• BRIEF
Render all of the data below as a numbered list, one line per item, leaving out any blank lines.

---*---

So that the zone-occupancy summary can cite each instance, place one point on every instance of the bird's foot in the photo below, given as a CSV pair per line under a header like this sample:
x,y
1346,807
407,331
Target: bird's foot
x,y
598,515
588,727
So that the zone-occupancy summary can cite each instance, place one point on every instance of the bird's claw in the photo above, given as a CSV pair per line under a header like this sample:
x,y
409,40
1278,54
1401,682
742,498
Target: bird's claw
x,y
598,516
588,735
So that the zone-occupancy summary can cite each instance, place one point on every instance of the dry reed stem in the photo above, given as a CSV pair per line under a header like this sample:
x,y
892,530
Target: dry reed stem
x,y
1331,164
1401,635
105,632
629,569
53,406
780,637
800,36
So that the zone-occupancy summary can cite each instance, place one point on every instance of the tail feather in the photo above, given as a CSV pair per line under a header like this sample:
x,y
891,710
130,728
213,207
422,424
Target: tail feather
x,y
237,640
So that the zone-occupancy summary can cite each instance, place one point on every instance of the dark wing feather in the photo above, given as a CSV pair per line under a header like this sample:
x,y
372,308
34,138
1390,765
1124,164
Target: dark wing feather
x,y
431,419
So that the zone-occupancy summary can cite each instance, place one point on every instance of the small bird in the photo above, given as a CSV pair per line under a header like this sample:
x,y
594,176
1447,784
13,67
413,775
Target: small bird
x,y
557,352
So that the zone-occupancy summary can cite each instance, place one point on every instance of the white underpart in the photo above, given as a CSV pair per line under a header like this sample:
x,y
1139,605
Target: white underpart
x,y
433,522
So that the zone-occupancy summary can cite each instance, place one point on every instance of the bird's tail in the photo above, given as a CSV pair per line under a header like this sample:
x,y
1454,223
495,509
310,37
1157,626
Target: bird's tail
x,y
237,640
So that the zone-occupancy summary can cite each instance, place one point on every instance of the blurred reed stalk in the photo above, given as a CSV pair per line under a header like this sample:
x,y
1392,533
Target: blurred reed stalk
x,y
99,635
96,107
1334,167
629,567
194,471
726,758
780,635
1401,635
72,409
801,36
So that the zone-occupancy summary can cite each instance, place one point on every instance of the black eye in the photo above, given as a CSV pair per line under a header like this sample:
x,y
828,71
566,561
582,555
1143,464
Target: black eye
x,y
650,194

---*---

• OUTPUT FOR THIS EXERCISE
1. So that the zone-occupancy summary can cite each instance, place one point on every instance of the bird's foot in the photo below, given as a CSV pair per line under a header like this sample:
2. x,y
3. 1346,807
4. 407,331
5. Target: bird's foot
6. x,y
7. 598,515
8. 588,727
9. So that the zone-occupancy summary can cite each instance, place one point on every instance of the bird's claw in the photo above, given as a CSV pair per line under a header like this sample:
10. x,y
11. 409,40
12. 1278,54
13. 1401,682
14. 742,498
15. Target: bird's claw
16. x,y
17. 598,516
18. 588,735
19. So that the zone-occupancy summary can cite each instance, place one point on every instance of the dry reed stem in the photo above, given as a CSV pair per line under a header like this sample:
20. x,y
21. 892,530
22. Target: dry reed stem
23. x,y
24. 1331,164
25. 1401,635
26. 105,632
27. 629,569
28. 53,406
29. 780,637
30. 800,36
31. So that the zone-occupancy summary can cite each instance, place one point on every instance of the tail feather in the photo above, given as a CSV pair per line under a header like this sample:
32. x,y
33. 891,710
34. 130,728
35. 213,207
36. 422,424
37. Target: tail feather
38. x,y
39. 237,640
40. So that the zone-occupancy summary can cite each instance, place one point on every instance of the dark wing feather in the photo above, given as a CSV pair per line under a header like this sample:
41. x,y
42. 372,308
43. 34,138
44. 1390,765
45. 1124,164
46. Target: dark wing feather
47. x,y
48. 431,419
49. So that the zone-occupancy summary can cite each instance, place one point on every instance of the small bird in the photo above, given as a CSV pair per line under a header like this sample:
50. x,y
51. 594,176
52. 1447,784
53. 13,67
54. 413,775
55. Target: small bird
56. x,y
57. 557,352
58. So that the zone-occupancy summary can cite each instance, place one point on every instance of the white underpart in the photo above, given as a CSV pair per line under a header like this sample:
59. x,y
60. 1139,605
61. Target: white underpart
62. x,y
63. 433,522
64. So that the zone-occupancy summary can cite each instance, place one point on every instance of the bird's tail in the photo above, given as a CSV pair per line under a header like this sample:
65. x,y
66. 1454,223
67. 495,509
68. 310,37
69. 1157,626
70. Target: bird's tail
71. x,y
72. 237,640
73. So that the zone-occupancy summary can cite each instance, place one point on every instance of the blurred reed stalk in the photo above, given as a CSV pair per line under a header like this sample:
74. x,y
75. 1392,533
76. Target: blurred reed stalk
77. x,y
78. 99,635
79. 96,107
80. 1334,167
81. 629,567
82. 194,471
83. 726,758
84. 780,635
85. 1401,635
86. 72,409
87. 801,36
88. So that the zone-occupancy summary can cite each instance, place one point on every instance of the black eye in the photo above, given as a CSV pair per line under a header like this sample:
89. x,y
90. 828,71
91. 566,561
92. 582,555
93. 1143,464
94. Target: black eye
95. x,y
96. 650,194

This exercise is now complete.